In [138]:
# simple tweet class

import pandas as pd
import numpy as np
import re
import emoji

class Tweet:
    # initialize lazy-by-default instance
    # id and fit on init optional
    def __init__(self, text, tweetid="Undefined", fit_it=False):
        self.tweetid_ = tweetid
        self.text_ = text
        if fit_it == True:
            self.fit()
        else:
            self.is_fit_ = False
        
    # fit calls all methods, setting all attributes
    def fit(self):    
        if self.is_fit_ == True: # avoid refitting 
            print("Already fit!")
        else:
            self.find_hashtags() # make a list of hashtags
            self.find_handles()  #...
            self.find_urls()
            self.find_emojis()
            self.clean()
            self.is_fit_ = True

        # self.is_retweet() # add later
    
    # make a list of hashtags
    def find_hashtags(self):
        hashtags = []
        try:
            hashtags.extend( re.findall(r"#\w+", self.text_) )
        except:
            pass
        self.hashtags_ = hashtags
    
    # list of handles
    def find_handles(self):
        handles = []
        try:
            handles.extend( re.findall(r"@\w+", self.text_) )
        except:
            pass
        self.handles_ = handles
    
    # list of urls
    def find_urls(self):
        # regex from https://www.geeksforgeeks.org/python-check-url-string/
        urls = []
        try:
            handles.extend( re.findall(r"https?://(?:[-\w.]|(?:%[\da-fA-F]{2}))+", self.text_) )

**Data listing:**
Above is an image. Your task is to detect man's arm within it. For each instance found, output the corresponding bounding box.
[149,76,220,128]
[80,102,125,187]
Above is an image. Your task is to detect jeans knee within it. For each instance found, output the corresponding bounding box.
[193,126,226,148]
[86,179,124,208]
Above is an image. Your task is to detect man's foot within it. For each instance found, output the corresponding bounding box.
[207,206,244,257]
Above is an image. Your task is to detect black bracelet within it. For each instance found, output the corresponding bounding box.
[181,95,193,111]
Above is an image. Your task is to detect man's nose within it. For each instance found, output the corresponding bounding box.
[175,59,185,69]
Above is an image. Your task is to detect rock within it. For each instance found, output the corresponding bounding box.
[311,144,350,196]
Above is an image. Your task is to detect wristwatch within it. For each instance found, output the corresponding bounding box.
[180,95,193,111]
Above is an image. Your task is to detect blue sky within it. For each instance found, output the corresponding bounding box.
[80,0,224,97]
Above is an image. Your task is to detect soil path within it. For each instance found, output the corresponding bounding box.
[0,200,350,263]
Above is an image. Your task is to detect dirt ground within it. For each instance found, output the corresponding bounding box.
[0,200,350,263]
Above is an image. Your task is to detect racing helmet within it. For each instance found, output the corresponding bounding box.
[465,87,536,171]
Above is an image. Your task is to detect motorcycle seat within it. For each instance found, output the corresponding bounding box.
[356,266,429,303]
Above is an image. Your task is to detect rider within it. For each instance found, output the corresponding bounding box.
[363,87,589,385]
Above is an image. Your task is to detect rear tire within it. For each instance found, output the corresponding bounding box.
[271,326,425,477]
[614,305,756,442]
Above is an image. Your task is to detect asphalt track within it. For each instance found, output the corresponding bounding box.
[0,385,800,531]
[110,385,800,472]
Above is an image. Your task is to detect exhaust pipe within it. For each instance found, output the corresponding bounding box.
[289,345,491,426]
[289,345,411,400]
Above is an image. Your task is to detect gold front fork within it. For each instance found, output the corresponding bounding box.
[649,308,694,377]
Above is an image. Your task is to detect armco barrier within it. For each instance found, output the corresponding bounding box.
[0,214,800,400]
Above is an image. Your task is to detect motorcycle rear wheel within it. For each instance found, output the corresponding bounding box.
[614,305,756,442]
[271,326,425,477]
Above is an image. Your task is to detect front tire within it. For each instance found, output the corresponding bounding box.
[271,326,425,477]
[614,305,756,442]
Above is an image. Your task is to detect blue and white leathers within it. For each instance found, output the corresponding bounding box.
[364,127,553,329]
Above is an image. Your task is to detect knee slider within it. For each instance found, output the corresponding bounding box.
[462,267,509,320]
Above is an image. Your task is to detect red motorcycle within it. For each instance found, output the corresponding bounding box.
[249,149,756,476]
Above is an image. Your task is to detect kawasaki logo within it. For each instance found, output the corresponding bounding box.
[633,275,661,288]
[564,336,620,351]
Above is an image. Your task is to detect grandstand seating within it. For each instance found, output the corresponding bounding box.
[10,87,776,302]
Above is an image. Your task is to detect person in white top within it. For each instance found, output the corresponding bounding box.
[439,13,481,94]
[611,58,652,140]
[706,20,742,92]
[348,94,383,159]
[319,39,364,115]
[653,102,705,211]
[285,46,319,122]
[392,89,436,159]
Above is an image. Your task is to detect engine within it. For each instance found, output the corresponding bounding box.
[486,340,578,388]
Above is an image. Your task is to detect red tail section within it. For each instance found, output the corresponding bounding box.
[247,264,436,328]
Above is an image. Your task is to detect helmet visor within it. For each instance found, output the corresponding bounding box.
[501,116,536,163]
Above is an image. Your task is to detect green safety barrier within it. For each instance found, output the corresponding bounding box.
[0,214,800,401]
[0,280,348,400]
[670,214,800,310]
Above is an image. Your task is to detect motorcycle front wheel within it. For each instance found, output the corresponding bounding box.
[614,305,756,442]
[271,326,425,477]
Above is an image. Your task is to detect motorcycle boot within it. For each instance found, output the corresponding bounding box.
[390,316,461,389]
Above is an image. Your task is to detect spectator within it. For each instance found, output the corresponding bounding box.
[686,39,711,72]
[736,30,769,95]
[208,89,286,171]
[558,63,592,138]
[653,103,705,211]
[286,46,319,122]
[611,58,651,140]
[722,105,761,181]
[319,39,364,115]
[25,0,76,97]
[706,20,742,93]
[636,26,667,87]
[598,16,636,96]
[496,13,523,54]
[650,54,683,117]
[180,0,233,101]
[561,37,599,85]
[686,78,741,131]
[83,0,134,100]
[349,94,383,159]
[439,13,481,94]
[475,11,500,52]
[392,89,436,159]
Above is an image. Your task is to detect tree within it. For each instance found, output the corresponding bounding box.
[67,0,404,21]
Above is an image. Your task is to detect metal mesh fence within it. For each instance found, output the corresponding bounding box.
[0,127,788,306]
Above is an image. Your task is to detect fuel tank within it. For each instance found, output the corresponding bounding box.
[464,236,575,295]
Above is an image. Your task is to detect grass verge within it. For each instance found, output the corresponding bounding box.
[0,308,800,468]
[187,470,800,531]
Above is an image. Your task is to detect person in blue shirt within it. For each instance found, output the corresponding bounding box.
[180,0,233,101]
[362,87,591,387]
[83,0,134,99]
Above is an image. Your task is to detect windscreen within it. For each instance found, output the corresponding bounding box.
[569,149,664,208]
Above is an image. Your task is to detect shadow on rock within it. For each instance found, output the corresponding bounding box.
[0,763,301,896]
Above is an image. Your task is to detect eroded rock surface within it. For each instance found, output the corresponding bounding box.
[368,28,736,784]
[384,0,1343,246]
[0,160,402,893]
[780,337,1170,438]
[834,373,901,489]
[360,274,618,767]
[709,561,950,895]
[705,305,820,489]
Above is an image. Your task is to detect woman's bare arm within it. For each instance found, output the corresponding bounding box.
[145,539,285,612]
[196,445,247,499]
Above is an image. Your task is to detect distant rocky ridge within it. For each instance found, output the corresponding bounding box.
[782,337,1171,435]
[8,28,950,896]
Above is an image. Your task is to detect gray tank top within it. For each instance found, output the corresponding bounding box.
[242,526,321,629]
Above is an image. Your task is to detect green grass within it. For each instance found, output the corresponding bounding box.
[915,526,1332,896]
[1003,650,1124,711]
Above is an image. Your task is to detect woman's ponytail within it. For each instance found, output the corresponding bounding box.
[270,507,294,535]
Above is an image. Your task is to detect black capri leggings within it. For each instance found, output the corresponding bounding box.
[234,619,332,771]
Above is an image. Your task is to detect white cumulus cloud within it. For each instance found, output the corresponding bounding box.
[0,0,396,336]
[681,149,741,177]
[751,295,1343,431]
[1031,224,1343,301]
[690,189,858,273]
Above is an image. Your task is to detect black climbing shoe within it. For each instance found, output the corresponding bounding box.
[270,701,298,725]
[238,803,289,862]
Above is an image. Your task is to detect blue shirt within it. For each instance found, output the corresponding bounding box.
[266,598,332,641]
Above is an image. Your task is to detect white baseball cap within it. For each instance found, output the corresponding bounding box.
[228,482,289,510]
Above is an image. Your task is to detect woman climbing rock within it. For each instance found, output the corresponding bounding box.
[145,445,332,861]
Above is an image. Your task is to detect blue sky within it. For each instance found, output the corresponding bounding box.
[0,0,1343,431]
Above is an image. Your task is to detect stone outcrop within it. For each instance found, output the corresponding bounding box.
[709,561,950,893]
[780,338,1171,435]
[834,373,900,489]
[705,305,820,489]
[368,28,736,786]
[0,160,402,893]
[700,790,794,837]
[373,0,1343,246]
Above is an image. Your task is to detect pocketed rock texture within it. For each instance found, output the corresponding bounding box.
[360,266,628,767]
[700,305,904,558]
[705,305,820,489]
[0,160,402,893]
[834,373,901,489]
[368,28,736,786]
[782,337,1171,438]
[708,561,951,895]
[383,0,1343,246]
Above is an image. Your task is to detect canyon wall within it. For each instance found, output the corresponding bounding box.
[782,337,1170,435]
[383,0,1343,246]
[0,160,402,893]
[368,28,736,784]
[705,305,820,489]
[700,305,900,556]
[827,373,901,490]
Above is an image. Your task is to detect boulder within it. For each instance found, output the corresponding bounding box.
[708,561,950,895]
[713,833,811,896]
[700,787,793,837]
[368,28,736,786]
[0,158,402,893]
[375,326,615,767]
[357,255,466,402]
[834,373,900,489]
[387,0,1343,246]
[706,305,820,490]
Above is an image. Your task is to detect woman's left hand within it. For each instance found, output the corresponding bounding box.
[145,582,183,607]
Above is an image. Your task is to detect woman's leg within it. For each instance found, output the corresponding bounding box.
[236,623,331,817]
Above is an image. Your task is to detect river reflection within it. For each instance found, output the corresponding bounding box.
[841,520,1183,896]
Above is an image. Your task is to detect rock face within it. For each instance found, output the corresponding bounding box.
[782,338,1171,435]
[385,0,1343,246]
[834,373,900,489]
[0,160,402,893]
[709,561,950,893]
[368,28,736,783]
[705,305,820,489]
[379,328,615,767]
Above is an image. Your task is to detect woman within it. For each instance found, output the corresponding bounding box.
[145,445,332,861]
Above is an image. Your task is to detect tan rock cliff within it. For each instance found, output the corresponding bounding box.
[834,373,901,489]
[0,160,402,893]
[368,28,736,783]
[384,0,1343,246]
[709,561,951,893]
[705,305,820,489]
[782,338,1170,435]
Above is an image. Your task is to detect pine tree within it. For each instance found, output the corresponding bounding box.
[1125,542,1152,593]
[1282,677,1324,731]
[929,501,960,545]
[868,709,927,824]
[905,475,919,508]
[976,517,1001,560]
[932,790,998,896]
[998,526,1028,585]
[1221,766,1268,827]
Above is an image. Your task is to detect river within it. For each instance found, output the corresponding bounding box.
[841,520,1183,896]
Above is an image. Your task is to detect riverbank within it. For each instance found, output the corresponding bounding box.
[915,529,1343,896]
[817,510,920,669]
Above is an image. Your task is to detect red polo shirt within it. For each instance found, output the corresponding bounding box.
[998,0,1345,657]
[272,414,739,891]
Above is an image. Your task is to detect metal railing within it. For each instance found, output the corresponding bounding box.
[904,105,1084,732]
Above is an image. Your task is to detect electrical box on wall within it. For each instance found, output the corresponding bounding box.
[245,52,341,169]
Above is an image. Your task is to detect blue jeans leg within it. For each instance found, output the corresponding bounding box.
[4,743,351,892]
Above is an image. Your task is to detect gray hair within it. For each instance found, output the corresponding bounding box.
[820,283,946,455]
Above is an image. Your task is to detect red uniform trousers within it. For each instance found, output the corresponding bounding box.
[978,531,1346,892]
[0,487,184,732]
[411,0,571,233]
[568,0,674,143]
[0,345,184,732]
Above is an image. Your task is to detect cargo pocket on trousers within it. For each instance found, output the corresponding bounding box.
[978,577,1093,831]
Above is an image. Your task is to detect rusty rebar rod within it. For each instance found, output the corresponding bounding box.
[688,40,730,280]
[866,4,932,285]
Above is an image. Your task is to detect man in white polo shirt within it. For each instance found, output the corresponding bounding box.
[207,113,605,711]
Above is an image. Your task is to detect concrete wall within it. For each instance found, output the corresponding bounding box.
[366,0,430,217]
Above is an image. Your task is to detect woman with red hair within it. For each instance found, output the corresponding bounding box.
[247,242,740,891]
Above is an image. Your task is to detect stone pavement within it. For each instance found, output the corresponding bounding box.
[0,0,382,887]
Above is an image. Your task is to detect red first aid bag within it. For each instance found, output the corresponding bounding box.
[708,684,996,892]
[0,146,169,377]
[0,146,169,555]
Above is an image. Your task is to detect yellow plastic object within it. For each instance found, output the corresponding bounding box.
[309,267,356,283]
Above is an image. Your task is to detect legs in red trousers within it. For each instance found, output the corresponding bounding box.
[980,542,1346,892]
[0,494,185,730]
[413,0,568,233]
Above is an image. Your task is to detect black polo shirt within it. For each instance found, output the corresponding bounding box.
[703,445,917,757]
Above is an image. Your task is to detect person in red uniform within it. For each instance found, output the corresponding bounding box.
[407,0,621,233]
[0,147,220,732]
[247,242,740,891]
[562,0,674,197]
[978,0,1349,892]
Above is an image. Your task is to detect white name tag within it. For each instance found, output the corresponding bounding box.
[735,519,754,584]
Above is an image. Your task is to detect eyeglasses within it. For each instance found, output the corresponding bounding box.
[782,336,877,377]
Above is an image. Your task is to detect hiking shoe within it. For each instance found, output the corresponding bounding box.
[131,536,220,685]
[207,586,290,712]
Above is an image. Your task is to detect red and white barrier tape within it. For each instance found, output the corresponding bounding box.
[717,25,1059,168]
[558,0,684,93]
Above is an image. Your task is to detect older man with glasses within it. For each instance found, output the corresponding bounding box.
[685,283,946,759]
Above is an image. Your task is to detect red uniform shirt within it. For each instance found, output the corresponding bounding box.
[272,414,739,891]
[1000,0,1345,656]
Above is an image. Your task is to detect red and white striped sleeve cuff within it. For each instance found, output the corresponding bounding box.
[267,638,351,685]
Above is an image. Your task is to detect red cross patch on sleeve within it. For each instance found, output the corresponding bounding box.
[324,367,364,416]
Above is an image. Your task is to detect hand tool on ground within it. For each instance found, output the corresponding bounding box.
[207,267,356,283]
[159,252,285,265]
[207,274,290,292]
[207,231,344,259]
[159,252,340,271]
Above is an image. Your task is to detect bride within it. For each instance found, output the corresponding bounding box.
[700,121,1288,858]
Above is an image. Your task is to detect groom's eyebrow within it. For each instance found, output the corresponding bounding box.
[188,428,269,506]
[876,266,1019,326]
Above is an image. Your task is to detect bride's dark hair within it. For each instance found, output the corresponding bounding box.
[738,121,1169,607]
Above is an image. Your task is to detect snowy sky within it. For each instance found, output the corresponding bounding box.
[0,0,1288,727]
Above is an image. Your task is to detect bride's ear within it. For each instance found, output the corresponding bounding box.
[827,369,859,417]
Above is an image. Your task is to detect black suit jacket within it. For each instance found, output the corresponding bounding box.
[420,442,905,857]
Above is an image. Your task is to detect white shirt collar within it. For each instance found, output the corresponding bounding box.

**Written problem 1:**
In the tweet class code, what does the fit method print when the instance has already been fit?
**Written problem 2:**
Proceed with the tweet class code from the point where it stops.

**Result 1:**
It prints "Already fit!"

**Result 2:**
        except:
            pass
        self.urls_ = urls
        
    def find_emojis(self):
        emojis = []
        try:
            emojis.extend( re.findall( emoji.get_emoji_regexp(), self.text_) )
        except:
            pass
        self.emojis_ = emojis
        self.demojis_ = [emoji.demojize(e) for e in emojis]
    
    # remove special elements and provide as .text_clean_
    # indicate whether elements are woven into text (just in a word order sense for now)
    def clean(self):
        clean_text = {}
        split_text = dict(enumerate(self.text_.split()))
        non_text = self.hashtags_ + self.handles_ + self.urls_ + self.emojis_
        for index, term in split_text.items():
            if term not in non_text:
                clean_text.update({index:term})
        self.text_clean_ = " ".join(clean_text.values())
        
        # also check if any non-text elements are interwoven with text
        # not ideal to iterate twice but start/end are initially unknown (w/o rewrite of attr_ functions)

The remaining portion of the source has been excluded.